Collected data entries |

┌────────

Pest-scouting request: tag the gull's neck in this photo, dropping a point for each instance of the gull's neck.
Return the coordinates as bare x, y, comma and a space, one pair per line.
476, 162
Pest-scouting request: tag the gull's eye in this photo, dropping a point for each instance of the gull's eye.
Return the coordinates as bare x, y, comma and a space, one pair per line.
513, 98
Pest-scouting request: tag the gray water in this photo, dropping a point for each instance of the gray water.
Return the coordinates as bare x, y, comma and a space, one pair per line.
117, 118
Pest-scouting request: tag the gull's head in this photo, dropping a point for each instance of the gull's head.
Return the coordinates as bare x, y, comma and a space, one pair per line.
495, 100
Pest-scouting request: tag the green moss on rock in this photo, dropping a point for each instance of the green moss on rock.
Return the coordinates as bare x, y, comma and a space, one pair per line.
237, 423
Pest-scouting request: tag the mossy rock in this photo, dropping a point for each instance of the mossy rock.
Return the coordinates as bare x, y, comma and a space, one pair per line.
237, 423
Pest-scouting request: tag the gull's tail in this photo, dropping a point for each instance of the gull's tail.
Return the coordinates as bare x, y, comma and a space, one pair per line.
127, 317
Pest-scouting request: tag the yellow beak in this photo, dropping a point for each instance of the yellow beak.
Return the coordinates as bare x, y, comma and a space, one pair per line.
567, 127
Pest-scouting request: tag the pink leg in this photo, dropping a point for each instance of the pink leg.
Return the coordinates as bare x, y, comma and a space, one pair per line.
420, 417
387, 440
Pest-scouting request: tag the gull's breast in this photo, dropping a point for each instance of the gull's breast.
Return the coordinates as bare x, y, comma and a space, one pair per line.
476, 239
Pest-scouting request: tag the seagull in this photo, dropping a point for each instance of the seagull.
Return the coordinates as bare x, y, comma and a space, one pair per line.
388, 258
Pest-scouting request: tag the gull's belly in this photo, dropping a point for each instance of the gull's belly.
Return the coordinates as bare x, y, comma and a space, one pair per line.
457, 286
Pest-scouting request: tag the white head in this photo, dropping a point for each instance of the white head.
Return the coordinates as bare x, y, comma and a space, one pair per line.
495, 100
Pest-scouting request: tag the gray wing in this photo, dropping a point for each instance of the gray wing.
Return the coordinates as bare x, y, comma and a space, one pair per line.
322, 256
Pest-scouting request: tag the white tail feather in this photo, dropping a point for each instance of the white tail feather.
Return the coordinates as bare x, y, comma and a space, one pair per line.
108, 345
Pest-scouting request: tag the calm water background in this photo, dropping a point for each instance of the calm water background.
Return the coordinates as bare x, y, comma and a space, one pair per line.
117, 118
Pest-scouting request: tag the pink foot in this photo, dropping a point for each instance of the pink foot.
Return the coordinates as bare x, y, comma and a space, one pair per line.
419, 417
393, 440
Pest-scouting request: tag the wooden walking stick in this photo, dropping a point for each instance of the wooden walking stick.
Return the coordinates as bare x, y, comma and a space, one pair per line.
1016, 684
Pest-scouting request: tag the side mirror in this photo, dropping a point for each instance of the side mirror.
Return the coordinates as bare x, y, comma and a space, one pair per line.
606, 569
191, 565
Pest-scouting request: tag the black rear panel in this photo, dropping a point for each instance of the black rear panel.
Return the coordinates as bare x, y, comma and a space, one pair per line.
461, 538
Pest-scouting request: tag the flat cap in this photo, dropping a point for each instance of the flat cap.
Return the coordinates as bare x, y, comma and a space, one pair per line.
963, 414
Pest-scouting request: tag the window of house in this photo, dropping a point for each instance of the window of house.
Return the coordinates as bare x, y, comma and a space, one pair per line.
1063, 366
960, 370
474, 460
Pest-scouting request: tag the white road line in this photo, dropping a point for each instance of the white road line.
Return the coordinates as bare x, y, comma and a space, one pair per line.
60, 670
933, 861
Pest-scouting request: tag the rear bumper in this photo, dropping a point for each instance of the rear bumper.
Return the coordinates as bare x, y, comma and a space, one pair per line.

└────────

Task goal | Could you give the material above again with every "Pest-scouting request" swapped for "Labeling request", leaving everything else unchanged?

Answer to this exercise |
Labeling request: tag the gull's neck in this photo, dropping a point for each instance of the gull's neck.
Return the coordinates as bare x, y, comma and a space, one pair per line.
476, 162
Labeling request: tag the gull's eye in this photo, dropping a point for each instance of the gull's eye.
Return the coordinates as bare x, y, comma and a space, one pair per line.
513, 98
Labeling request: tag the gray water in this photo, dropping a point for each instance of the gray water.
Return the coordinates as bare x, y, comma and a space, one pair per line.
117, 118
Labeling request: tag the gull's head in this photo, dropping a point for each instance of the gull's head.
Return the coordinates as bare x, y, comma and a space, one pair per line.
495, 100
Labeling request: tag the green moss on rock in this photo, dropping a point for each instance of the green moss on rock.
Return the coordinates as bare x, y, comma and a space, one pair per line.
237, 423
Labeling request: tag the mossy rock in this photo, dropping a point for each instance of the mossy rock.
Return the coordinates as bare x, y, comma and a space, one pair per line.
237, 423
Labeling request: tag the gull's tail in this photo, dropping a point for each instance of the gull's tail.
Return the coordinates as bare x, y, comma and a space, one pair per line.
127, 317
Labeling request: tag the yellow beak in this photo, dropping a point for each instance of the yellow beak.
Return the coordinates as bare x, y, comma and a space, one pair per line.
567, 127
Labeling request: tag the pink leg in this photo, dropping a point for each instance of the pink leg.
Return the coordinates as bare x, y, comma and a space, one pair per line.
420, 417
387, 440
Labeling request: tag the gull's breast in this photo, dropping a point for each instance of the gull's breast.
Return the coordinates as bare x, y, comma and a space, one pair per line.
476, 239
Labeling request: tag the seagull in this photo, dropping a point for each instance of the seagull.
Return the coordinates as bare x, y, comma and a space, one pair per line.
388, 258
Labeling request: tag the gull's belly in this photo, dropping a point for each instance of the gull's belly.
Return the coordinates as bare x, y, comma and a space, one pair per line.
457, 286
Labeling request: tag the white head in this photo, dropping a point for each instance of the white head.
Return the coordinates as bare x, y, comma and a space, one pair per line.
495, 100
Labeling request: tag the gray wing in this photo, dropping a point for each instance of the gray wing.
Return the coordinates as bare x, y, comma and a space, one pair per line.
322, 256
Labeling request: tag the white tail feather in this photo, dropping a point for each instance of the white tail feather.
Return the coordinates as bare x, y, comma and a space, one pair per line.
108, 345
Labeling request: tag the calm water background in this photo, dropping a point for each instance of the calm water background.
Return the coordinates as bare x, y, comma and a space, one pair per line.
117, 118
Labeling request: tag the pink foot in this photo, dropping a point for each instance of the pink foot.
Return the coordinates as bare x, y, comma and a space, one pair per line.
419, 417
393, 440
Labeling request: tag the wooden walking stick in this photo, dropping a point for each instance of the wooden walking stick.
Return the coordinates as bare x, y, comma and a space, one pair per line.
1016, 684
Labeling request: tag the side mirror in this photo, dropping a point for each instance of the side mirror.
Return the coordinates as bare x, y, comma and a space, one pair per line.
606, 569
191, 565
Labeling request: tag the black rear panel in this photo, dropping a point for each instance of the black rear panel.
Return the coordinates as bare x, y, comma and a space, one pair per line.
461, 538
Labeling request: tag the flat cap in this photo, dropping a point for each instance of the flat cap.
Return the coordinates as bare x, y, comma and a space, one pair per line.
963, 414
Labeling request: tag the window of house in this photo, dropping a point for each instance of the window of house.
Return the coordinates as bare x, y, comma and a space, one pair per line.
1063, 366
960, 370
474, 460
Labeling request: tag the white road line in this photo, dropping a point for each instance of the white road line.
Return the coordinates as bare x, y, comma and a space, one pair per line.
60, 670
933, 861
Labeling request: tag the rear bumper in this photo, dropping a point for each instance of the rear bumper.
Return the coordinates as bare x, y, comma and a space, one pair per line.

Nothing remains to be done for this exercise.